• _WRITTEN REQUEST_: Turn each line of the material below into one string in a JSON list, skipping any blank lines.

[Object pointing dataset rows]
◇ ◇ ◇

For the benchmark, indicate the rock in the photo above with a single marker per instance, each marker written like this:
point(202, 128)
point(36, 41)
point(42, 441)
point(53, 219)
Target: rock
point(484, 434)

◇ ◇ ◇

• _ANSWER TO THE EXERCISE_:
[
  "For the benchmark, indicate the rock in the photo above with a single marker per instance, each marker written like this:",
  "point(202, 128)",
  "point(36, 41)",
  "point(42, 441)",
  "point(53, 219)",
  "Target: rock",
  "point(484, 434)"
]